TASK TO COMPLETE.
Which lines of the material contain the string "target"? Copy each such line in full, treating uppercase and lowercase letters as different.

LISTED RECORDS.
---*---
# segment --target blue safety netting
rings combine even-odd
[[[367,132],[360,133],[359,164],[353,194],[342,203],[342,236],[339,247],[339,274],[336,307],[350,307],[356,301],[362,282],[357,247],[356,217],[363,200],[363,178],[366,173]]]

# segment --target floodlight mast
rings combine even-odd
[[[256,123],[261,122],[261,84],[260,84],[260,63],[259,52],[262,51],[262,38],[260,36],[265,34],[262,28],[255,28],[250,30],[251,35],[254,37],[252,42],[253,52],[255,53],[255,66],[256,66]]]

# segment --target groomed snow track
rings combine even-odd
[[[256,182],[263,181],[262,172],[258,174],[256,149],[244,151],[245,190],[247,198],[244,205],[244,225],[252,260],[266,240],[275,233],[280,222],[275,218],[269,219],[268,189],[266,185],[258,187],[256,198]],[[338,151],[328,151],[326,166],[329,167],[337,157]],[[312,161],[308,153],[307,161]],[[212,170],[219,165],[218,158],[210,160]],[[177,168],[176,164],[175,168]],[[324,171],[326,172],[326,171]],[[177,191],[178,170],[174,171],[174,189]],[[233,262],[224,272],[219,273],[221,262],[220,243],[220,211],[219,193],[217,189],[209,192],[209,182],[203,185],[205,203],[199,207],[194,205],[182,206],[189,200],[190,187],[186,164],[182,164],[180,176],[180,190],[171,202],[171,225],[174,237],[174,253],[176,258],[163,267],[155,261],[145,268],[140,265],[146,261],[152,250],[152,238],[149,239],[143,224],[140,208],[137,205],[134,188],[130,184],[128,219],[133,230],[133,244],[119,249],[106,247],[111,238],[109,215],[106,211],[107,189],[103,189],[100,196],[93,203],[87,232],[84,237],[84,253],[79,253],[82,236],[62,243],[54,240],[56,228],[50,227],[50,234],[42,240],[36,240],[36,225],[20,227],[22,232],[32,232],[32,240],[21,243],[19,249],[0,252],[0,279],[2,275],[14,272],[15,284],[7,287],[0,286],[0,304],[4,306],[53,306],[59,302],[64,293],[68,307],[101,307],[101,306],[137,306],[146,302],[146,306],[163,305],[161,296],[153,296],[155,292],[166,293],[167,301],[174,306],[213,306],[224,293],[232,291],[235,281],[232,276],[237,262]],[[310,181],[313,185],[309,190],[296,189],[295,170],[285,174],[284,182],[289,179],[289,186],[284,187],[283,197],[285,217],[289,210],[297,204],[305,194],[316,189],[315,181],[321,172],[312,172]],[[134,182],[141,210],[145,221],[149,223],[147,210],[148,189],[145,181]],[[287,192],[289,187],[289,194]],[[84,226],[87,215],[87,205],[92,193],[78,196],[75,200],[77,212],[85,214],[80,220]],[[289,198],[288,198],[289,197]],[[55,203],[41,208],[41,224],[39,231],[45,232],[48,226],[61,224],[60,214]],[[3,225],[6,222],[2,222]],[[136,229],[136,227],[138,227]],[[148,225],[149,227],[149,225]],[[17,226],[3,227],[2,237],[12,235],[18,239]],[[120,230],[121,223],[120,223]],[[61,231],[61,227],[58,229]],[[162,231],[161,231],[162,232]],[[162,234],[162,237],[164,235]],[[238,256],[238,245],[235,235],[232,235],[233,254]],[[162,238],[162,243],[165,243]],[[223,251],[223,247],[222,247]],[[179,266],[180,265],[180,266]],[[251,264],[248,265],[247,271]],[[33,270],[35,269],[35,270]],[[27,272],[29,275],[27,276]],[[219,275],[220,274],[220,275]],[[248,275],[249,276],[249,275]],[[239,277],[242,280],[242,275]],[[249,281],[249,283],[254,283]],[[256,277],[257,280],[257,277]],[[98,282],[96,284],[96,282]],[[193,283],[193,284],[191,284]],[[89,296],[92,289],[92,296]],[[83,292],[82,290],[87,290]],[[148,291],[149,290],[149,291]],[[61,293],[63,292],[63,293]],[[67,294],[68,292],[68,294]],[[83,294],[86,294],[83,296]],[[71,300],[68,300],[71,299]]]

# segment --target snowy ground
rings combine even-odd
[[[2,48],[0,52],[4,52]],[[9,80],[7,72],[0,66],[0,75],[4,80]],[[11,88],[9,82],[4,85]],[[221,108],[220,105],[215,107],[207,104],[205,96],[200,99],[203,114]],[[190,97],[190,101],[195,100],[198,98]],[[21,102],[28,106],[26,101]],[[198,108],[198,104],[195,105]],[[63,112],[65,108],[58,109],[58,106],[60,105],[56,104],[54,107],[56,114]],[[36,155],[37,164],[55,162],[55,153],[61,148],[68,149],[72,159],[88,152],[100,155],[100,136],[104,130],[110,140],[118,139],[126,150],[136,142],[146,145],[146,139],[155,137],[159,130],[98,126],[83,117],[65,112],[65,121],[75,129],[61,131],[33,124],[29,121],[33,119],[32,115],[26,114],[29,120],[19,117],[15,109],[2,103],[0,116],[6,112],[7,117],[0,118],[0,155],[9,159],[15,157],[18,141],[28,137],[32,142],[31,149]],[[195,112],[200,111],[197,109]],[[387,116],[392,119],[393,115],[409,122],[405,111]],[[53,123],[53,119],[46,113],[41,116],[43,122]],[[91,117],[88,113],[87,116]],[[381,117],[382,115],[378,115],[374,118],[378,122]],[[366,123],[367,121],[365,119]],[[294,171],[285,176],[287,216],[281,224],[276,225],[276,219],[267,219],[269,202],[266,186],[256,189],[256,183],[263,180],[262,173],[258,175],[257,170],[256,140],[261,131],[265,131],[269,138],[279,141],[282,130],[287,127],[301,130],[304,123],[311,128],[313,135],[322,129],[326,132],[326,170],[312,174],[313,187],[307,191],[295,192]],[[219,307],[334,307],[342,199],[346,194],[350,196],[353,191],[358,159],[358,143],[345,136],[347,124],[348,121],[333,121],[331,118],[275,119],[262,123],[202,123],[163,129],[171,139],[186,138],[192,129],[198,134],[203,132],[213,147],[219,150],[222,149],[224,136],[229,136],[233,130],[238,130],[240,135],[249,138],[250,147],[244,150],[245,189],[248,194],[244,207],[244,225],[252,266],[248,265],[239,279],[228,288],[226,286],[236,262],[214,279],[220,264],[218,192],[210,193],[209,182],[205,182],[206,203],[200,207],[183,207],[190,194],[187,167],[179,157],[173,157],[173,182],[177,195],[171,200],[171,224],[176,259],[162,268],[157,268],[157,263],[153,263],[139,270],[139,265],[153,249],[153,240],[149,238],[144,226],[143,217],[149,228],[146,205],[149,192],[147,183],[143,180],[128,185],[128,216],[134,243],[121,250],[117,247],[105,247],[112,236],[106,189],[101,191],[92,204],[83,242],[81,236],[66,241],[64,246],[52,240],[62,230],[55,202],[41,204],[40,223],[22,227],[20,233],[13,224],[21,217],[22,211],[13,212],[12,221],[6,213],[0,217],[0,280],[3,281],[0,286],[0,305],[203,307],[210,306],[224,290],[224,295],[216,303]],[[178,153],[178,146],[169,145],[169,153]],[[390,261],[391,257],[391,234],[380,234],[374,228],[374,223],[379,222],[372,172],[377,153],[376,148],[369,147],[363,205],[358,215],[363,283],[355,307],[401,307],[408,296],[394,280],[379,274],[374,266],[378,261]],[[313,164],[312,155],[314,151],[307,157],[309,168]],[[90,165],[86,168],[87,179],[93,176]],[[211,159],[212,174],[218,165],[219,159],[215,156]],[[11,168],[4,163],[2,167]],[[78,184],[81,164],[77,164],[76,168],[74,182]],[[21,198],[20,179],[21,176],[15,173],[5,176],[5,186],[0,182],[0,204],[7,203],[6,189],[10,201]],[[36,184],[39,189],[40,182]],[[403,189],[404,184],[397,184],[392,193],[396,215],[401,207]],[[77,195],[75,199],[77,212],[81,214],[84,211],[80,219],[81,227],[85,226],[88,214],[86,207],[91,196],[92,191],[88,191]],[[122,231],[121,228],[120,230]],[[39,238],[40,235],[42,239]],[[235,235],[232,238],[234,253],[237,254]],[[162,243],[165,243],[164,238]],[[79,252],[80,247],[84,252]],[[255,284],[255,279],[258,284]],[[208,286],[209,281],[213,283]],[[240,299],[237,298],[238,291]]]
---*---
RESPONSE FOR THIS EXERCISE.
# segment --target blue safety netting
# segment --target floodlight mast
# segment --target groomed snow track
# segment --target snowy ground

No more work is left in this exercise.